» Extracted material:

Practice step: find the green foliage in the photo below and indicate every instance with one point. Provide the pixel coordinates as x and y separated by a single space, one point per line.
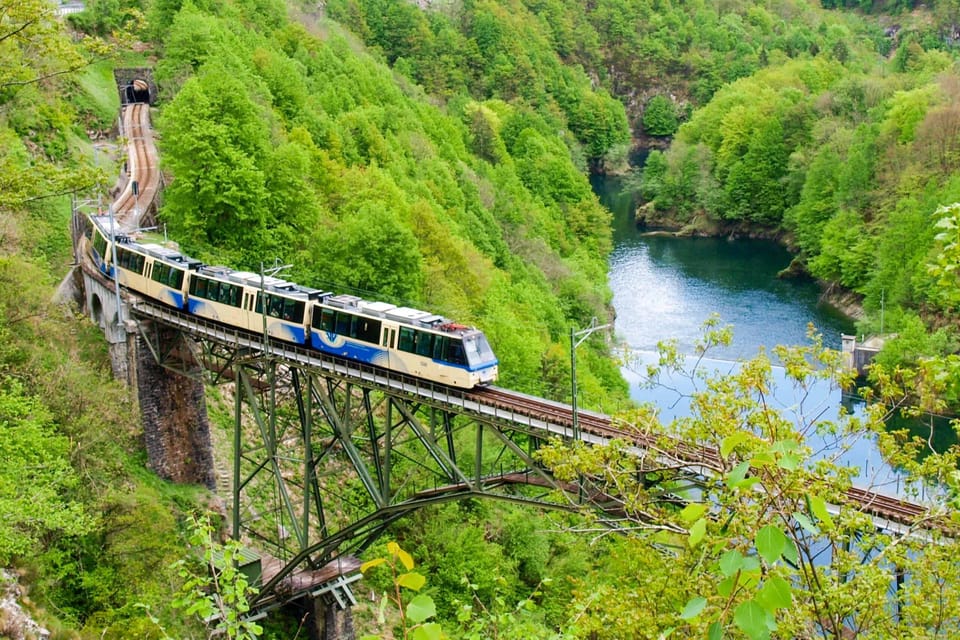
913 342
728 564
217 592
414 611
660 117
38 487
946 266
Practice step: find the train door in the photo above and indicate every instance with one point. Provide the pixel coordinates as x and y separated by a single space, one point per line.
389 343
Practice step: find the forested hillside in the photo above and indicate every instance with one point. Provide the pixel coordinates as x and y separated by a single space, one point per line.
436 154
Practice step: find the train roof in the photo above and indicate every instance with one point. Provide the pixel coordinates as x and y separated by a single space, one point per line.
403 315
270 284
166 254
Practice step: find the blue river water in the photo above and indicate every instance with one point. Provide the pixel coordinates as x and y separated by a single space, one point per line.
665 288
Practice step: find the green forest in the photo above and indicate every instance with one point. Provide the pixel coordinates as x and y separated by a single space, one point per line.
438 154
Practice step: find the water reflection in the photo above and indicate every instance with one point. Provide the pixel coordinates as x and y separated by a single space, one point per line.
665 288
812 409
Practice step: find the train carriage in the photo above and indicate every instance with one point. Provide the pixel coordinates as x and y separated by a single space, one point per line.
403 339
238 298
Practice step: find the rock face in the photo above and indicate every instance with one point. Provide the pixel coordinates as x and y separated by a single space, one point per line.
176 431
15 622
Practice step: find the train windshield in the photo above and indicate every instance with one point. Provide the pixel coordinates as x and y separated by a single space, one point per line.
478 350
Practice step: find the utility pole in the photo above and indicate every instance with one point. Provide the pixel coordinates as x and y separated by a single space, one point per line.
582 334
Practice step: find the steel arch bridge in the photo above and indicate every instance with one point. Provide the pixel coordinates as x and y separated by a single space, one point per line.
340 450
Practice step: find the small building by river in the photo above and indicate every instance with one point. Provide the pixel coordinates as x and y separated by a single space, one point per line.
858 355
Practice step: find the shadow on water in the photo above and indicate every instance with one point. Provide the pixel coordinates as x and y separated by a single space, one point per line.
667 287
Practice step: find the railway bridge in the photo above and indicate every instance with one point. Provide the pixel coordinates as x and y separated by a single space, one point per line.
327 453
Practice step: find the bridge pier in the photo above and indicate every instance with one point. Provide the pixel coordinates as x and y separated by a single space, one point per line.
330 621
173 409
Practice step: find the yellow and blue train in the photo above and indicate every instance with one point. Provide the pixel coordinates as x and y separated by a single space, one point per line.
400 339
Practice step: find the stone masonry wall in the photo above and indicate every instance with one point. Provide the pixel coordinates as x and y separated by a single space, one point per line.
175 426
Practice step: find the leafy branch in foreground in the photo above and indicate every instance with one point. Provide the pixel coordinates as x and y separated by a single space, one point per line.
218 593
761 539
413 612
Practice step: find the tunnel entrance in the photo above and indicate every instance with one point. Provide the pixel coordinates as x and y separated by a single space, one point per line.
137 91
135 85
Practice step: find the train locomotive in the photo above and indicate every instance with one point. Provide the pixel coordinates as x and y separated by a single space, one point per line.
400 339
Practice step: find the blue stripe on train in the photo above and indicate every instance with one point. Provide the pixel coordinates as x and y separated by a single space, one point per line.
338 345
288 332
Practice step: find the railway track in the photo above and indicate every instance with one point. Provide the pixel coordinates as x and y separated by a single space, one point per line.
144 176
874 504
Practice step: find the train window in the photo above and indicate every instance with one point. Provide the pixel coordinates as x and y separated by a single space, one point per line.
424 343
275 306
470 348
454 353
440 344
231 296
198 287
406 340
293 310
367 329
343 323
327 317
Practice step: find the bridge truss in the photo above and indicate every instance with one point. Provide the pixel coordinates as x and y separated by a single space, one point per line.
327 454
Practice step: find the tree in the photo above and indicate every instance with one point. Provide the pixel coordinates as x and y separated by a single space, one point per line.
413 612
660 117
37 483
214 141
217 592
752 549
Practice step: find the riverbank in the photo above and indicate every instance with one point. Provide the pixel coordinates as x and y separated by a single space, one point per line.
650 224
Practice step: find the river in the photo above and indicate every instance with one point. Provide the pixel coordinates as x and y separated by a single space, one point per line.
665 288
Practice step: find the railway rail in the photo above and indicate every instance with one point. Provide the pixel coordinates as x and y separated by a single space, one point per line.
878 505
141 188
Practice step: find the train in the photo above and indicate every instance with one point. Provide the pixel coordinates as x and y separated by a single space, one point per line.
397 338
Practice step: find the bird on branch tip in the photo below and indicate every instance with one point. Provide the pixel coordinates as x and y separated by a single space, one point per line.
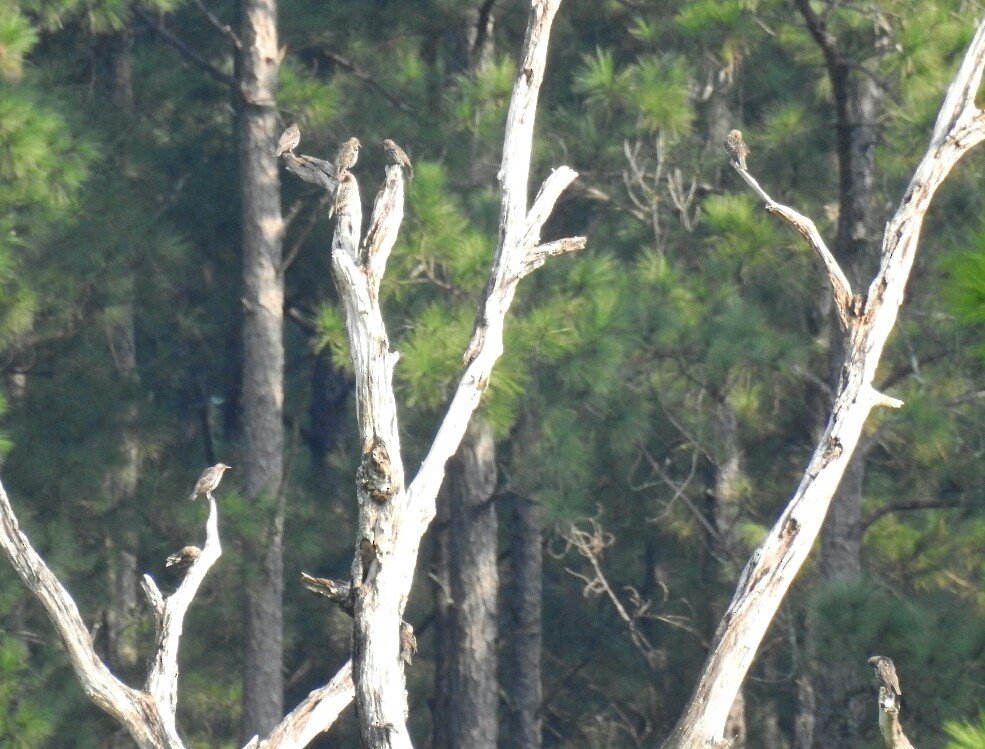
347 156
289 140
184 558
396 155
209 480
886 674
736 148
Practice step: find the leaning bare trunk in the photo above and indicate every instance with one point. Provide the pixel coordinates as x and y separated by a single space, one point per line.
524 654
261 460
467 686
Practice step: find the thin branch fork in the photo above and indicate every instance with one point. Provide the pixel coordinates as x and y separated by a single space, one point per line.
770 571
149 715
848 306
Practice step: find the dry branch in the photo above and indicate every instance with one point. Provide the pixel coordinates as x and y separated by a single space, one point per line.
149 716
769 573
393 517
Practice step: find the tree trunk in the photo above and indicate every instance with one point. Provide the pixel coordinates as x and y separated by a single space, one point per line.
726 509
261 459
465 712
122 614
837 689
524 655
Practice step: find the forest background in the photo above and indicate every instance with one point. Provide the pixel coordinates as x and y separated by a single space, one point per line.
659 397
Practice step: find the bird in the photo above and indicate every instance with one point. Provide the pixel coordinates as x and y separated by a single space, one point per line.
395 155
408 643
289 140
184 558
209 480
347 156
736 148
342 193
886 673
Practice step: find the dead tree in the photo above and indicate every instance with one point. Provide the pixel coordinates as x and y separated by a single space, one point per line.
867 321
393 515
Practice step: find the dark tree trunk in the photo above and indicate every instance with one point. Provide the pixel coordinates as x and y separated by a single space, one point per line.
466 688
523 682
726 507
121 480
263 362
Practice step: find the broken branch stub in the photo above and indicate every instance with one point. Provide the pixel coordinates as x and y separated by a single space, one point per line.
771 570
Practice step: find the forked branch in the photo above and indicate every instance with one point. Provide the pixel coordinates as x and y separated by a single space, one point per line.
768 574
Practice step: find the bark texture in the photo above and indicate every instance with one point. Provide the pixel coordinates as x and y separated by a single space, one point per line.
837 689
868 321
261 460
523 682
467 697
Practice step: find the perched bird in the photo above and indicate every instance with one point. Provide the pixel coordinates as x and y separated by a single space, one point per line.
209 480
185 558
342 193
886 674
736 148
408 643
395 155
347 156
289 140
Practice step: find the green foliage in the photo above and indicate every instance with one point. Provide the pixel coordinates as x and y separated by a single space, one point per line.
966 734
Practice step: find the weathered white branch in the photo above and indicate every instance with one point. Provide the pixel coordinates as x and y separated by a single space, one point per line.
847 308
516 255
162 681
149 716
392 517
315 714
889 725
769 573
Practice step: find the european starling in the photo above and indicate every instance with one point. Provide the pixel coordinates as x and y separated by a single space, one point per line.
736 148
289 140
209 480
886 674
408 643
185 558
395 155
346 158
342 193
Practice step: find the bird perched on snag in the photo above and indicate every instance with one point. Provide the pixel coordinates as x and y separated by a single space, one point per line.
209 480
347 156
184 558
396 155
886 674
736 148
289 140
343 194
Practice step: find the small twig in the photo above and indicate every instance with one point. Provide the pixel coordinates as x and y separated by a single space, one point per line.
848 307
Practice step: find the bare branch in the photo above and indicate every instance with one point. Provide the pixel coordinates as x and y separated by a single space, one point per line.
848 307
769 573
147 716
315 714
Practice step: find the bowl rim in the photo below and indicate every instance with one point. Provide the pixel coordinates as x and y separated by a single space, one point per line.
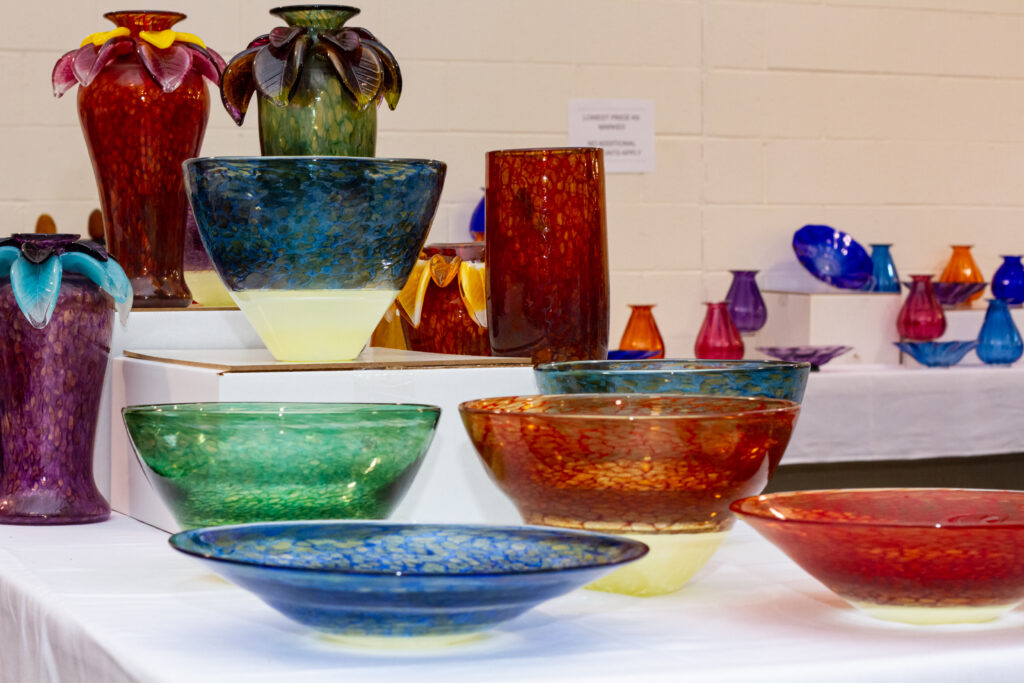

» Your task: Set down the material once more, exactly, with the pictures omitted.

» Result for this exercise:
Practice step: find the green foliage in the photo below and indicate every instance with one point. Provide the pixel coordinates as x and y separated by a single space, one point per line.
913 342
728 564
217 592
414 611
660 117
38 487
946 266
Practice step: find the train door in the photo above and indicate every instance with one point. Provide the pixel coordinates as x and y separated by a single space, one point per line.
389 343
Practice step: find the forested hillside in the photo above and indicate every instance with one point. Provide the pixel coordinates as x and y separated by a single space, one point per line.
436 154
Practice step: find the train roof in the photo above and indicate every instance with one point. Provide the pixel coordinates as x and y separated by a single space, one point per line.
403 315
270 284
166 254
Practice step: find the blue river water in the photo above and indicate every instance with one point. Provide the pixel coordinates as x and y separated by a single space, one point per line.
665 288
Practice step: find the green forest in the photo above and indicate every instance with one point. Provide the pixel coordinates as x and y separated by a single space, one point per line.
438 154
Practice step: find the water reflection in the photo above and indicate every instance with one point. Provide the pixel coordinates as x and y separated by a single space, one point per line.
665 288
812 409
Practice step: find the train carriage in the photo above and indicate every instance with one point. Provide the pixel coordinates as x and y separated by a single space, one point per line.
403 339
238 298
Practice step: find the rock face in the photo above and indicate every instance with one point. Provide the pixel coordinates as x and y separated by a single space, one point per line.
176 431
15 622
Practice step: find the train windshield in the photo above and indicate every instance with one point. Provide the pixel coordinates as x and y separated by a single space, one point per line.
478 350
Practice step: find the utility pole in the photo above and indicate every instance with one point. Provide the pixel coordinates as x and y separated by a single space, one point per line.
582 334
Practice step: find the steel arch bridge in the photo above and indicate every instance with one point. Provide the pixel coordinates as x and y separated by a single space, one point per line.
340 450
Practice step: find the small building by river in the photo above and indicate every instance with one point. Provide the pixel coordinates as x and y separated by a single space, one point per line.
858 355
Practice step: find the shadow on water in the photo above and indicate every instance with one point. Provide the pixel coordinates as x and y separated by a single space, one point per line.
667 287
Practice step: find the railway bridge in the photo above and indicate every instance with one point. Provide the pixel coordinates as x and y separated by a single space, one point per line.
327 453
Practice step: find the bridge pier in the photo above and indicate every instance with one point. Provide the pixel coordinates as x and y separated by a single space, one point per line.
330 621
173 409
Practice step: find the yellow and blue train in the photo above and indicate every instance with one point. Provide the pixel coordinates as x and y separated by a single space, one point per line.
400 339
Practice step: find the stone masonry wall in the photo above and indicate every instance with one point. Provide the pixel coordinates as x and y separated by a single space, one point per line.
175 426
Practice step: find the leafy branch in foreground in the photo above and indicate every instance with one point. Provide the pixel coordinates as x and y separated by a single space, one point per line.
218 593
761 539
413 612
Practice step: find the tunnel entrance in the photo above and indicate every instance with one point. Provide the pixel coordinates as x and y separated by a single space, one point per line.
137 91
135 85
Practice step: find the train locomotive in the photo above and indicate every instance with one point. Provide the pixel coordinates as x and y separated by a single space, one point per line.
400 339
Practice step: find the blue stripe on train in the photo above and indicate every instance with one point. Provide the pixel coordinates as x and y separated by a single space, one point per line.
338 345
288 332
Practice step: find the railway track in the photo above and indicate every instance with one point. Provide the pixel coordinates as x and y separated by a single space, one point per line.
144 176
874 504
Practice step: find the train window in the photo above and indicate every instance with one point. Provide the pixel coordinates as x and y separated by a single space, one point per line.
424 343
275 306
470 348
454 353
440 344
231 296
198 287
406 340
293 310
367 329
343 323
327 317
Practice step: find the bridge truss in the photo above and indicate every instance with one point. Provide the pixel coordinates as x and y separated by a single space, one point per line.
327 454
Practice step: find the tree in the photo above and indicate every instance with one point. Provide the pixel coordinates as x and y separated by a single space, one point per line.
413 612
660 117
37 483
214 141
217 592
752 549
Practice step: find the riverbank in the photo above and indicate every instance with one point. Provide the pixel coordinates as x and y separated by a single space, one point per line.
650 224
Practice step: find the river in the photo above and indicate every instance with one point. Provide the pixel coordinates as x and y separated by a single space, one point per line.
665 288
Practice step: find the railway rail in the photo above and indicate every instance with one point. Provide the pixel coordinates as x and y separated by a single space, one point per line.
878 505
141 188
Practice step: find the train in the photo above and indicate every instance with one point. Provide the pixel coordinates as x and y separated by a single space, one point per line.
397 338
Practice step: find the bird on branch tip in the photo below and indicate every instance with one point. Provide the pixel coordinates as x and y separated by a single space, one point per line.
347 156
289 140
184 558
396 155
209 480
886 674
736 148
Practice step: find the leaning bare trunk in the photo above and indicate every instance with one point. Provide the pixel coordinates as x and y separated by a single space, one point per line.
524 654
261 460
467 686
Practice step: find the thin branch fork in the photo above and indicate every instance with one point. Provide the pixel coordinates as x and y separated by a single space, one point per line.
770 571
149 715
848 306
Practice step: find the dry branch in the photo above and indicate every instance with one point. Provide the pixel coordinates as x and y separated by a single space, one point per line.
149 716
769 573
393 517
Practice step: find the tree trunk in the photo above and indicate every instance with one point. Provide the pixel coordinates as x and y separated by a single space, one point per line.
726 509
261 459
465 712
122 614
837 689
524 655
Practice step: find the forest background in the photo above and indicate every instance with one point. Provide the pixel coordinates as x and y separated by a single space, one point per line.
659 397
Practice step: find the bird in the photo above and indicate every instance with one point. Provide the pixel coordinates as x and y separated by a single space, one point per line.
395 155
408 643
289 140
184 558
209 480
347 156
736 148
342 193
886 673
Practice step: find the dead tree in the photo above and indicate every instance with one point. Provide the pixel coordinates as x and y separated by a single space, one point per line.
867 321
393 515
Practice step: find the dark tree trunk in the photo above and indicate every instance with one point. Provide the pixel coordinates as x and y separated by a single space, one point per line.
466 688
523 682
726 507
121 480
263 362
Practice step: find the broken branch stub in the photo above and indicate every instance with one point. Provide the pixel coordinates as x and y separated by a single space, one point per line.
771 570
Practice step: find the forked branch in the photo above and indicate every instance with one point. Provide the pixel coordinates as x and y separated by a single space, one point per line.
768 574
Practice step: find the bark texture in the photo above and indicate every instance with one point. Provide the pixel coordinates as x and y separated by a single space, one point per line.
837 689
868 321
261 460
523 682
467 697
Practice step: find the perched bird in the photo above and indicate every instance with one point. Provide the pixel coordinates as x and y separated by a single space, one point per line.
209 480
185 558
342 193
886 674
736 148
408 643
395 155
347 156
289 140
Practice step: find the green foliage in the photo above and indicate every instance with one point. Provide the pixel coordinates as x and y separated by a single space, one point per line.
966 734
Practice step: find the weathered white branch in the photo above and indicate every instance with one point. Provide the pixel coordinates as x and y separated by a single space, one point per line.
847 308
516 255
162 681
149 716
392 517
315 714
889 725
769 573
Practice step: find the european starling in the photo above and indicate every instance with one point. Provide the pixel coordinates as x and y separated by a single space, one point per line.
736 148
289 140
209 480
886 674
408 643
185 558
395 155
346 158
342 193
Practice step: find the bird perched on snag in the photo above and indicate every instance with one point. Provide the pixel coordinates as x and y separated by a single space, one point per line.
209 480
347 156
184 558
396 155
886 674
736 148
289 140
343 194
Practice step: find the small twig in the photo above and indicate every instance with one point. Provide the pixel coordinates as x and y separated by a single space, one point per line.
848 307
Practice step: find the bare branch in the photo above and indicate every instance with one point. Provide the pixel coordinates as x and y separated by a single space, one point per line.
848 307
769 573
147 716
315 714
Practice step: find the bowl rim in the photo below and indicate every instance with one point. Provide the pixel coordinates as x and y separated by a single space, one point per line.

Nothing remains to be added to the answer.